Material provided:

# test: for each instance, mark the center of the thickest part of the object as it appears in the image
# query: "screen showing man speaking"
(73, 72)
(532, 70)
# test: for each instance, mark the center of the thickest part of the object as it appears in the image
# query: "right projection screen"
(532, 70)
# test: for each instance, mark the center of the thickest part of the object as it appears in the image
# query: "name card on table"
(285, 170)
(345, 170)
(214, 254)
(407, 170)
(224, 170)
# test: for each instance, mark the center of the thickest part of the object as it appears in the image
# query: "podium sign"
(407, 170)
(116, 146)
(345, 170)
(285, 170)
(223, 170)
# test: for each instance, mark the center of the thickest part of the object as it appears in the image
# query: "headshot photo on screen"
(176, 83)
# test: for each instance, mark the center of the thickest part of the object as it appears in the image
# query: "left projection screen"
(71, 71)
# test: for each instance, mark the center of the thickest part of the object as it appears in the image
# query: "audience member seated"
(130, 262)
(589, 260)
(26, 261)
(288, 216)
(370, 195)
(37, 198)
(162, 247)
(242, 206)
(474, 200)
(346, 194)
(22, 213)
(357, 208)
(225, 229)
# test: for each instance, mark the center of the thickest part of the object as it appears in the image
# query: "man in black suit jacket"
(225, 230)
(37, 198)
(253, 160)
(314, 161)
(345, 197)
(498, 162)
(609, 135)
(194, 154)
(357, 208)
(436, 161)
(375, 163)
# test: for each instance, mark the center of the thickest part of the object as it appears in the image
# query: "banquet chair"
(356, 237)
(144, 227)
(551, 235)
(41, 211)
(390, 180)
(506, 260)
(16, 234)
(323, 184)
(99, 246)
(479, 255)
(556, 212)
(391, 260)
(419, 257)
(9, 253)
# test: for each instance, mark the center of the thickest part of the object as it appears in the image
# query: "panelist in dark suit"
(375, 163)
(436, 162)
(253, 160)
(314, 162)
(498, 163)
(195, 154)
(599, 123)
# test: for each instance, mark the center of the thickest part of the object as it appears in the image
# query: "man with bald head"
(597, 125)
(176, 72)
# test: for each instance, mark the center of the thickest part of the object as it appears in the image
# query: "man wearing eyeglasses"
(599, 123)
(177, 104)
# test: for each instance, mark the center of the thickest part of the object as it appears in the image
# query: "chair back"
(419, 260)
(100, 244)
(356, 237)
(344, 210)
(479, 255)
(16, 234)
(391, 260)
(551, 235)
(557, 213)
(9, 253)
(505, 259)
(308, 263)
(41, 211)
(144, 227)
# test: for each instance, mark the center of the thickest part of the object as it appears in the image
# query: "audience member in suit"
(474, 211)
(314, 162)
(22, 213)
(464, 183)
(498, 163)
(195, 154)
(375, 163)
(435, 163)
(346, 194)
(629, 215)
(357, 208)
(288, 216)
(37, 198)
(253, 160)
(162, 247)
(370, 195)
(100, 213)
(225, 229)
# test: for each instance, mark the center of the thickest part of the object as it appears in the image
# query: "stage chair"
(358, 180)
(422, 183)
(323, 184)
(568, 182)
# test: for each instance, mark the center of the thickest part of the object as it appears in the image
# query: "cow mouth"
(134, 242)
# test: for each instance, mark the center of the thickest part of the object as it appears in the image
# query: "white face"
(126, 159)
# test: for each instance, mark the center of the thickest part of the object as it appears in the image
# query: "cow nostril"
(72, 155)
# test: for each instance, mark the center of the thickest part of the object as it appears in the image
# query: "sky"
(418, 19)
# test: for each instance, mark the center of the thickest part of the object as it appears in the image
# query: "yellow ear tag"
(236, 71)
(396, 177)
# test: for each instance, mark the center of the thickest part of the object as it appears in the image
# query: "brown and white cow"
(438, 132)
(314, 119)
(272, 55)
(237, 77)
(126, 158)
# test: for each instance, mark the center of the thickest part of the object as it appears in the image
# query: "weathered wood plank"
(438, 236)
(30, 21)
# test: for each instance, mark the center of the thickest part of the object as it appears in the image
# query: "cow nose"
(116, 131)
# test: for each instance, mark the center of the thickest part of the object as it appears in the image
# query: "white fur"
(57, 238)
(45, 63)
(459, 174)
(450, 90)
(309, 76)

Problem to work on:
The complete material above is to be retyped word for word.

Answer box:
# test: for each instance, mark the center of the thickest part of the object as it appears in the image
# query: "screen showing man speaking"
(73, 72)
(532, 70)
# test: for each instance, mark the center of the thickest part of the object as it appears in the image
# query: "right projection screen"
(532, 70)
# test: for each instance, mark the center of the thickest part of the object as it appears in the image
# query: "name card on table"
(285, 170)
(345, 170)
(214, 254)
(407, 170)
(224, 170)
# test: for each instance, mark the center of the thickest part of the object as it appears in the image
# query: "podium sign"
(407, 170)
(116, 146)
(345, 170)
(285, 170)
(223, 170)
# test: for each instance, mark the center of the thickest part of the object as it appears in the image
# query: "headshot photo on screen"
(176, 83)
# test: for each instance, mark the center of the thickest part of the object as it appears in the image
# query: "left projection screen"
(71, 71)
# test: for each instance, mark the center of the thickest part of the object as it appears in the image
# query: "audience member seated"
(130, 262)
(589, 260)
(26, 261)
(288, 216)
(370, 195)
(37, 198)
(162, 247)
(242, 206)
(474, 200)
(346, 194)
(22, 213)
(357, 208)
(225, 229)
# test: for each instance, mark the center of the thickest part of the object as it appears in the image
# query: "man in black suit jacket"
(225, 230)
(37, 198)
(253, 160)
(314, 161)
(345, 197)
(498, 162)
(609, 135)
(194, 154)
(357, 208)
(436, 161)
(375, 163)
# test: for each instance, mark the center of the thickest part of the object as it appears in the image
# query: "banquet chair"
(356, 237)
(144, 227)
(551, 235)
(41, 211)
(390, 180)
(506, 260)
(16, 234)
(323, 184)
(99, 246)
(479, 255)
(556, 212)
(391, 260)
(419, 257)
(9, 253)
# test: for each instance, mark the center of the thickest part of the object as it appears in the image
# query: "panelist in dark suit"
(375, 163)
(436, 162)
(253, 160)
(314, 162)
(498, 163)
(195, 154)
(599, 123)
# test: for each instance, mark the center of the thickest part of the object as it appears in the image
# query: "man with bald head"
(597, 125)
(176, 72)
# test: for each instance, mark the center of the thickest part of the object as it appears in the image
# query: "man wearing eyeglasses"
(599, 123)
(177, 104)
# test: for each instance, mark the center of the thickest part of the object as it appears in the image
# query: "chair back"
(419, 260)
(100, 244)
(356, 237)
(344, 210)
(479, 255)
(16, 234)
(391, 260)
(551, 235)
(557, 213)
(9, 253)
(505, 259)
(308, 263)
(41, 211)
(144, 227)
# test: for each instance, mark the center of the thickest part of the object as it appears in the image
# query: "audience member in suit"
(474, 211)
(314, 162)
(22, 213)
(464, 183)
(498, 163)
(195, 154)
(375, 163)
(435, 163)
(346, 194)
(629, 215)
(357, 208)
(288, 216)
(37, 198)
(253, 160)
(162, 247)
(370, 195)
(100, 213)
(225, 229)
# test: for each instance, mark the center of the thickest part of the object as it appears in the image
# query: "stage chair"
(358, 180)
(422, 183)
(323, 184)
(568, 182)
# test: for each instance, mark the center of the thickest part of the object as it appears in the image
# query: "cow mouth"
(134, 242)
# test: for each instance, mark the center of the thickest part of the object as it appears in the image
# query: "white face"
(126, 159)
# test: for each instance, mark the center of the thickest part of the object as it appears in the image
# query: "cow nostril"
(72, 155)
# test: for each instance, mark the center of the thickest part of the object as it appears in the image
# query: "sky"
(418, 19)
# test: for each instance, mark the center of the thickest part of the object as it appears in the image
# query: "yellow ear tag"
(236, 71)
(396, 177)
# test: for each instance, mark the center of the thickest part of the object as it appears in the image
# query: "brown and white cow"
(438, 132)
(314, 119)
(272, 55)
(237, 77)
(126, 158)
# test: for each instance, mark the center of the thickest part of the object as it appears in the image
# query: "weathered wood plank"
(438, 236)
(30, 21)
# test: for each instance, mark the center of the thickest part of the object as it appears in the image
# query: "cow nose"
(116, 131)
# test: for each instance, mark the center of the thickest part of the object as it appears in the image
# query: "white fur"
(57, 238)
(45, 63)
(459, 174)
(450, 90)
(309, 76)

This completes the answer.